WRITTEN TASK -
Put every line of the records below into a JSON list of strings, one string per line, and leave out any blank lines.

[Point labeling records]

## Start

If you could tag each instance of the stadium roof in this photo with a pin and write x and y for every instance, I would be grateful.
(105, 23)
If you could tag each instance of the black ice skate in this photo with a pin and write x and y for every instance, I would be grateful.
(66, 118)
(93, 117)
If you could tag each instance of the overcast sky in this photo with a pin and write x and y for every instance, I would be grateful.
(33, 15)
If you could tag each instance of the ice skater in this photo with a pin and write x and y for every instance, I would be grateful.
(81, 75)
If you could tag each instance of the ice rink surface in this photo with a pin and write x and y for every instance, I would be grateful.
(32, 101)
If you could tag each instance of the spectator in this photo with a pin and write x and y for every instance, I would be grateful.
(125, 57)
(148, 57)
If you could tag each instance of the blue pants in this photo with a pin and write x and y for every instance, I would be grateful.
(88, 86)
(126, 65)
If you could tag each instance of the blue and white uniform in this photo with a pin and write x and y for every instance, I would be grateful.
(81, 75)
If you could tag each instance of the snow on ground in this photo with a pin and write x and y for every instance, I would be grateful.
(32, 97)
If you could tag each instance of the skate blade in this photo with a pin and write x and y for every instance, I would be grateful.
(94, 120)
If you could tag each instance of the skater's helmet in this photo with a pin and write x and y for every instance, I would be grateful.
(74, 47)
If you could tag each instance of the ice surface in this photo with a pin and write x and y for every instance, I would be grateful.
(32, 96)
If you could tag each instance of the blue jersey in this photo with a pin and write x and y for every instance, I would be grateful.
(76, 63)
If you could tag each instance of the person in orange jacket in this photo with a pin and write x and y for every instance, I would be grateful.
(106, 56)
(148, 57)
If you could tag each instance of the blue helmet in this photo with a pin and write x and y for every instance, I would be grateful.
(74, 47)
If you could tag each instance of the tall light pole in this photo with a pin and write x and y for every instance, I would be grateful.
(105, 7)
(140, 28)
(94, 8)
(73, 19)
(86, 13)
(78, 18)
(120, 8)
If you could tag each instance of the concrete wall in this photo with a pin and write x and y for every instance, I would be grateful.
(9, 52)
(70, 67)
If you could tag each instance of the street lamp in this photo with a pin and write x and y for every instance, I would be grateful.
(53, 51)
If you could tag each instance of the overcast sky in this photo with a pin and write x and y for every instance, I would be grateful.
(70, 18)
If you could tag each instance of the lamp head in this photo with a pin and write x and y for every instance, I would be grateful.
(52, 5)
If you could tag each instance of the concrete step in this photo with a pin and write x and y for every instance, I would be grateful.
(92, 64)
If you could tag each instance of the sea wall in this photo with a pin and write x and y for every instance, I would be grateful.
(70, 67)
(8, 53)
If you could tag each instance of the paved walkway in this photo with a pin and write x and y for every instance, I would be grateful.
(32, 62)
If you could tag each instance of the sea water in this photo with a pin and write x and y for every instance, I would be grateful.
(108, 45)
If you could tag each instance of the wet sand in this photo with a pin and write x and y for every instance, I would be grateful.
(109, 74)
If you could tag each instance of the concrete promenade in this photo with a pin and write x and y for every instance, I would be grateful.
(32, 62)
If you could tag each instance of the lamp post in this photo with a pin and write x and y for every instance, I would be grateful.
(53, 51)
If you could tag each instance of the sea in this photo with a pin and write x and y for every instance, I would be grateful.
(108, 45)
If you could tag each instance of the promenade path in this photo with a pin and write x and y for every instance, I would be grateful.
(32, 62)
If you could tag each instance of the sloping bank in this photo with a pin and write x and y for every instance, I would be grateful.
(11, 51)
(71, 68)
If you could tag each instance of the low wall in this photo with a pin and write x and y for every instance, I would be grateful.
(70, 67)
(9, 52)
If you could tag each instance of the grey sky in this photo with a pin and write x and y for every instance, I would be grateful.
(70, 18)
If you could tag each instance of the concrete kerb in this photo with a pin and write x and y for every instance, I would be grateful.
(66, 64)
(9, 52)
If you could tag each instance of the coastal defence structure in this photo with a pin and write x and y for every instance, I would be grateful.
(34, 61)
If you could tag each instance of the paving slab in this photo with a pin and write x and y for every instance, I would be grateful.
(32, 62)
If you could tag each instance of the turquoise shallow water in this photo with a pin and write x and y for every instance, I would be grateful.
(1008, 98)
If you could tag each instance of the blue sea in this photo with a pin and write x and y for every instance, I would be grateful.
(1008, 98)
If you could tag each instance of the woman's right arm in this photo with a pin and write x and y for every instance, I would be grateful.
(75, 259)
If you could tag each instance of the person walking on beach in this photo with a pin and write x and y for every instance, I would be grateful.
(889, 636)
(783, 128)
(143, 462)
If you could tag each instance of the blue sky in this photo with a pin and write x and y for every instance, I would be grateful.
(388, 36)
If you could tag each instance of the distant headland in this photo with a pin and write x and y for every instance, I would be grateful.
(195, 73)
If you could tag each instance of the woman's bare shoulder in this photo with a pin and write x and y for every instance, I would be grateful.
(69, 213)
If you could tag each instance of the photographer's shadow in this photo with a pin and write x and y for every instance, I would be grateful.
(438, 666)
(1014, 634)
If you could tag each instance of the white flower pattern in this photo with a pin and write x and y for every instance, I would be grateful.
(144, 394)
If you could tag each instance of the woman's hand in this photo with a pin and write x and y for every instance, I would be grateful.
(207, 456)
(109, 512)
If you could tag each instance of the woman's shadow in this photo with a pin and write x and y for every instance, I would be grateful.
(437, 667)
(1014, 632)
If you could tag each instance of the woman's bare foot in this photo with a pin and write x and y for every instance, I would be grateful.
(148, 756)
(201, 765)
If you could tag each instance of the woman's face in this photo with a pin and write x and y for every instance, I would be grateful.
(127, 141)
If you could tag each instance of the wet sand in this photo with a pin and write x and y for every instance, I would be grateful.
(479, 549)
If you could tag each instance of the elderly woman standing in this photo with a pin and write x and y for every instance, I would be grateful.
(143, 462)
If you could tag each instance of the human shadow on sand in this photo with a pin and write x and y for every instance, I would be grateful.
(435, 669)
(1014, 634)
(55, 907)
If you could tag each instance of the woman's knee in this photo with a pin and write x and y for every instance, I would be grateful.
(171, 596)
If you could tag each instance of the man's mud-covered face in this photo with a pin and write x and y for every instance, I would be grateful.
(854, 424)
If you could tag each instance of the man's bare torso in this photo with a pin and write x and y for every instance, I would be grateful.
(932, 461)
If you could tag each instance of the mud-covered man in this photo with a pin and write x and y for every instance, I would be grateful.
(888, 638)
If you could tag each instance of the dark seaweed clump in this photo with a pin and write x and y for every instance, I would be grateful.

## End

TASK RESULT -
[
  "If you could tag each instance of the stadium roof in this photo with a pin and write x and y for every instance, I would be grateful.",
  "(105, 23)",
  "If you could tag each instance of the black ice skate in this photo with a pin and write x and y for every instance, I would be grateful.",
  "(66, 118)",
  "(93, 117)",
  "If you could tag each instance of the overcast sky in this photo with a pin and write x and y for every instance, I would be grateful.",
  "(33, 15)",
  "If you could tag each instance of the ice skater in this photo with a pin and write x and y for every instance, I would be grateful.",
  "(81, 75)",
  "If you could tag each instance of the ice rink surface in this photo with a pin and write x and y for every instance, I would be grateful.",
  "(32, 101)",
  "If you could tag each instance of the spectator in this photo with a pin and write x and y for every instance, I would be grateful.",
  "(125, 57)",
  "(148, 57)",
  "If you could tag each instance of the blue pants in this photo with a pin and write x and y for every instance, I would be grateful.",
  "(88, 86)",
  "(126, 65)",
  "If you could tag each instance of the blue and white uniform in this photo with a pin and write x and y for every instance, I would be grateful.",
  "(81, 75)",
  "If you could tag each instance of the snow on ground in this photo with a pin and write x and y for every instance, I would be grateful.",
  "(32, 97)",
  "If you could tag each instance of the skate blade in this photo with a pin and write x and y for every instance, I would be grateful.",
  "(94, 120)",
  "If you could tag each instance of the skater's helmet in this photo with a pin and write x and y for every instance, I would be grateful.",
  "(74, 47)",
  "If you could tag each instance of the ice surface in this photo with a pin and write x and y for every instance, I would be grateful.",
  "(32, 96)",
  "If you could tag each instance of the blue jersey in this photo with a pin and write x and y for every instance, I would be grateful.",
  "(76, 63)",
  "If you could tag each instance of the person in orange jacket in this photo with a pin and write x and y for every instance, I would be grateful.",
  "(106, 56)",
  "(148, 57)",
  "If you could tag each instance of the blue helmet in this photo with a pin and write x and y for every instance, I would be grateful.",
  "(74, 47)",
  "If you could tag each instance of the tall light pole in this photo with a pin and write x and y for every instance, I would be grateful.",
  "(105, 7)",
  "(140, 28)",
  "(94, 8)",
  "(73, 19)",
  "(86, 13)",
  "(78, 18)",
  "(120, 8)",
  "If you could tag each instance of the concrete wall in this photo with a pin and write x and y for every instance, I would be grateful.",
  "(9, 52)",
  "(70, 67)",
  "If you could tag each instance of the street lamp in this photo with a pin and write x and y for every instance, I would be grateful.",
  "(53, 51)",
  "If you could tag each instance of the overcast sky in this photo with a pin and write x and y for every instance, I would be grateful.",
  "(70, 18)",
  "If you could tag each instance of the lamp head in this photo with a pin and write x and y for every instance, I would be grateful.",
  "(52, 5)",
  "If you could tag each instance of the concrete step in this photo with a pin and write x and y for every instance, I would be grateful.",
  "(92, 64)",
  "If you could tag each instance of the sea wall in this photo with a pin and write x and y for every instance, I would be grateful.",
  "(70, 67)",
  "(8, 53)",
  "If you could tag each instance of the paved walkway in this photo with a pin and write x and y for every instance, I would be grateful.",
  "(32, 62)",
  "If you could tag each instance of the sea water in this photo with a pin and write x and y for every instance, I would be grateful.",
  "(108, 45)",
  "If you could tag each instance of the wet sand in this photo with a pin and write x and y for every instance, I would be grateful.",
  "(109, 74)",
  "If you could tag each instance of the concrete promenade in this photo with a pin and write x and y for every instance, I would be grateful.",
  "(32, 62)",
  "If you could tag each instance of the lamp post in this photo with a pin and write x and y for every instance, I would be grateful.",
  "(53, 51)",
  "If you could tag each instance of the sea in this photo with a pin and write x and y for every instance, I would be grateful.",
  "(108, 45)",
  "If you could tag each instance of the promenade path in this photo with a pin and write x and y for every instance, I would be grateful.",
  "(32, 62)",
  "If you could tag each instance of the sloping bank in this photo with a pin and write x and y for every instance, I would be grateful.",
  "(11, 51)",
  "(71, 68)",
  "If you could tag each instance of the low wall in this photo with a pin and write x and y for every instance, I would be grateful.",
  "(70, 67)",
  "(9, 52)",
  "If you could tag each instance of the grey sky in this photo with a pin and write x and y for every instance, I would be grateful.",
  "(70, 18)",
  "If you could tag each instance of the concrete kerb in this photo with a pin and write x and y for every instance, I would be grateful.",
  "(66, 64)",
  "(9, 52)",
  "If you could tag each instance of the coastal defence structure in this photo with a pin and write x and y for every instance, I would be grateful.",
  "(34, 61)",
  "If you could tag each instance of the paving slab in this photo with a pin and write x and y for every instance, I would be grateful.",
  "(32, 62)",
  "If you could tag each instance of the turquoise shallow water in this photo with a pin and write x and y for every instance, I would be grateful.",
  "(1008, 98)",
  "If you could tag each instance of the blue sea in this photo with a pin and write x and y for every instance, I would be grateful.",
  "(1008, 98)",
  "If you could tag each instance of the woman's right arm in this photo with a pin and write x and y for every instance, I would be grateful.",
  "(75, 259)",
  "If you could tag each instance of the person walking on beach in this photo with a pin and write x and y for every instance, I would be grateful.",
  "(889, 636)",
  "(783, 128)",
  "(143, 462)",
  "If you could tag each instance of the blue sky in this photo with a pin and write x and y for every instance, I would be grateful.",
  "(388, 36)",
  "If you could tag each instance of the distant headland in this photo with a pin and write x and y for every instance, I would be grateful.",
  "(195, 73)",
  "If you could tag each instance of the woman's bare shoulder in this photo with a pin and write x and y for every instance, I would be grateful.",
  "(69, 213)",
  "If you could tag each instance of the photographer's shadow in this photo with a pin and write x and y for every instance, I would be grateful.",
  "(438, 666)",
  "(1014, 634)",
  "If you could tag each instance of the white flower pattern in this photo with a pin and write x and y for every instance, I would be grateful.",
  "(144, 394)",
  "If you could tag each instance of the woman's hand in this photo with a pin and write x and y for every instance, I would be grateful.",
  "(207, 456)",
  "(109, 512)",
  "If you could tag each instance of the woman's shadow in this photo with a pin and write x and y for every instance, I would be grateful.",
  "(437, 667)",
  "(1014, 632)",
  "If you could tag each instance of the woman's bare foot in this photo with a pin and write x and y for every instance, I would be grateful.",
  "(148, 756)",
  "(201, 765)",
  "If you could tag each instance of the woman's face in this photo with a pin and write x and y for every instance, I would be grateful.",
  "(127, 141)",
  "If you could tag each instance of the wet sand in this photo with a pin and write x and y for every instance, I would be grateful.",
  "(479, 549)",
  "If you could tag each instance of the elderly woman standing in this photo with a pin and write x and y for every instance, I would be grateful.",
  "(143, 462)",
  "If you could tag each instance of the human shadow on sand in this photo with a pin and write x and y for every instance, I would be grateful.",
  "(435, 669)",
  "(1014, 634)",
  "(55, 907)",
  "If you could tag each instance of the woman's knee in this photo with a pin and write x and y for every instance, I would be grateful.",
  "(171, 596)",
  "If you could tag each instance of the man's mud-covered face in this photo with a pin and write x and y for every instance, I would be grateful.",
  "(854, 424)",
  "If you could tag each instance of the man's bare torso in this photo with a pin and write x and y for every instance, I would be grateful.",
  "(932, 461)",
  "If you could tag each instance of the mud-covered man in this photo with a pin and write x and y for every instance, I would be grateful.",
  "(888, 638)",
  "If you could tag each instance of the dark seaweed clump in this photo with a pin and write x and y for every instance, I would be grateful."
]